EXCERPT PROVIDED –

# To much horespower for the stock rear end to handle?!



## mpuente55 (Aug 7, 2012)

So i recently installed longtube pacesetter headers along with a tsunami comp cam! and was told by the shop that installed it that my car shouldn't last me no longer then a week with this stock rear end! but i proved them wrong, have had the car with these parts for a little more than 1 year! was thinking now is a good time to take it to the track but i'm afraid i will snap the rear end as was told, i never race from a dig, to scared i'll see my rear end rolling down the street behind me! was wondering if anyone knows of any good rear ends and or anything else i would need if i get that rear end! was thinking i might need something else? I've learned that when you buy one thing that something else tends to mess up and you have to get something else! Any ideas?:confused


----------



## amdoverclocker (Dec 21, 2010)

Odd post. How much power do you really think you are putting down?


----------



## mpuente55 (Aug 7, 2012)

well after the dynojet results it ran 438 horespower to the wheel and 468lbs of torque, it sounds good enough for the stock axle to me? just when i bought the cam they guys kept saying it's a monster cam, because literally when you drive the car going 20mph you are jumping out of your seat, 

watch this video from youtoube, does exactly what this car does 






but yeah anyways the guy just said it's a massive cam, and that sooner or later my rear end is going to give out! i have had the car parked for a while now, just dont know what to do lol


----------



## amdoverclocker (Dec 21, 2010)

I don't think you are going to break it with that kind of power.


----------



## mpuente55 (Aug 7, 2012)

amdoverclocker said:


> I don't think you are going to break it with that kind of power.


Exactly what i said, just been cautious since then. i never race from a dig anymore! especially because i'm sliding non stop! but i always have that hesitation that it might break something?! haven't lost a race yet  but thanks for the feed back! i really look forward to getting some pics and videos up on the car to show everyone!


----------



## ViperT4 (Jul 18, 2010)

WHAT THIS EXERCISE ASKS –
1: In the forum thread, how much horsepower to the wheels did the dynojet results show?
2: Write out the part of the forum thread starting at "So i recently" and ending at "are putting down?".

PROVIDED DATA –
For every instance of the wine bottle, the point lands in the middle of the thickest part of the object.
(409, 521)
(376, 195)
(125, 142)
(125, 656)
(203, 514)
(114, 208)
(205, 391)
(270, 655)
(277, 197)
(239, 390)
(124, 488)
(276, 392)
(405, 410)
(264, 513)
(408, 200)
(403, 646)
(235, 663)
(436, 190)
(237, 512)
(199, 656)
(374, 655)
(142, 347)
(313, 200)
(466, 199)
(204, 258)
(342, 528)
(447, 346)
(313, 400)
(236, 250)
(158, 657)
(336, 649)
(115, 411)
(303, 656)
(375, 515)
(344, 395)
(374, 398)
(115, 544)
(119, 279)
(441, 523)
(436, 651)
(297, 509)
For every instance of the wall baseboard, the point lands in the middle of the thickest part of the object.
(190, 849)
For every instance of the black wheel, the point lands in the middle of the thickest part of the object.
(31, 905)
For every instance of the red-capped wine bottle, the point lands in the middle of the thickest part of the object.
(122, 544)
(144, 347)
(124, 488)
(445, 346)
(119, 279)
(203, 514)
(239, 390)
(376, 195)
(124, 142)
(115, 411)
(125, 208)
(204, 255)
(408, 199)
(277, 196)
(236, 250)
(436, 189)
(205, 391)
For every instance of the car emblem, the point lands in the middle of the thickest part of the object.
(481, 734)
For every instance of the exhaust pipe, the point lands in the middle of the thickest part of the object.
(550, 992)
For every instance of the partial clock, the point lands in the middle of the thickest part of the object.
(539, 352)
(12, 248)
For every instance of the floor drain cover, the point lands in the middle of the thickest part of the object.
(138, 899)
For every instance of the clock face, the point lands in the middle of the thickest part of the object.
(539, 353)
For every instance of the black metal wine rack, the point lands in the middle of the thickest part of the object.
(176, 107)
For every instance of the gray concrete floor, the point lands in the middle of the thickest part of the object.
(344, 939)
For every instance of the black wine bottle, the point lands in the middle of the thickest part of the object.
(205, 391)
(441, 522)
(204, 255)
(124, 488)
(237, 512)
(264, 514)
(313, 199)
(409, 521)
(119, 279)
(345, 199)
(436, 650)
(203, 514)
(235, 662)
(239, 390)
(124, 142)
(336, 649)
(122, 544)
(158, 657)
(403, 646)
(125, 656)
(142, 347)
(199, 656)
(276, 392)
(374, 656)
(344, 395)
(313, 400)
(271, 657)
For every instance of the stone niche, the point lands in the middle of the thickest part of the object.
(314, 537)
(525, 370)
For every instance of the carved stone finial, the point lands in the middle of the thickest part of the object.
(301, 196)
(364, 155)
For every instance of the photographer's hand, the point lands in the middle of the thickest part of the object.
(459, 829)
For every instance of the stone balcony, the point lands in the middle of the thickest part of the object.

ANSWERS BY TASK –
1: 438 horsepower to the wheels.

2:
So i recently installed longtube pacesetter headers along with a tsunami comp cam! and was told by the shop that installed it that my car shouldn't last me no longer then a week with this stock rear end! but i proved them wrong, have had the car with these parts for a little more than 1 year! was thinking now is a good time to take it to the track but i'm afraid i will snap the rear end as was told, i never race from a dig, to scared i'll see my rear end rolling down the street behind me! was wondering if anyone knows of any good rear ends and or anything else i would need if i get that rear end! was thinking i might need something else? I've learned that when you buy one thing that something else tends to mess up and you have to get something else! Any ideas?:confused


----------



## amdoverclocker (Dec 21, 2010)

Odd post. How much power do you really think you are putting down?